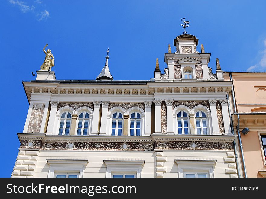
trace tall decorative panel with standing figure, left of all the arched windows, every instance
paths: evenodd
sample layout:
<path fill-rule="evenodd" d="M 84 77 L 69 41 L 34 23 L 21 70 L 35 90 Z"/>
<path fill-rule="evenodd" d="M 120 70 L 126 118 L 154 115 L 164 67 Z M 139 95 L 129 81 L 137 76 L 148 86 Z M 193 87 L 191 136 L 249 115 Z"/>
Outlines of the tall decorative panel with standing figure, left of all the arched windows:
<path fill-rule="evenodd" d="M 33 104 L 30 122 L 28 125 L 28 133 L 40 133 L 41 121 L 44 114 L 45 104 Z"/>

---

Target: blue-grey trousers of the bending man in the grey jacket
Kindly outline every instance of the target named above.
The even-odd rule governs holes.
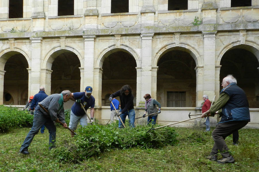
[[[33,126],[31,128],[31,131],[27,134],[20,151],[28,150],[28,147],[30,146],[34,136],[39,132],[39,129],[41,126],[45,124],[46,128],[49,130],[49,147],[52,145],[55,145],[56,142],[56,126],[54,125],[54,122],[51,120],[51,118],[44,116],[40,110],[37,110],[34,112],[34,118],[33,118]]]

**WORK ORDER:** Where a line in the records above contains "every", include it in the count, and give only that number.

**REPLY:** 2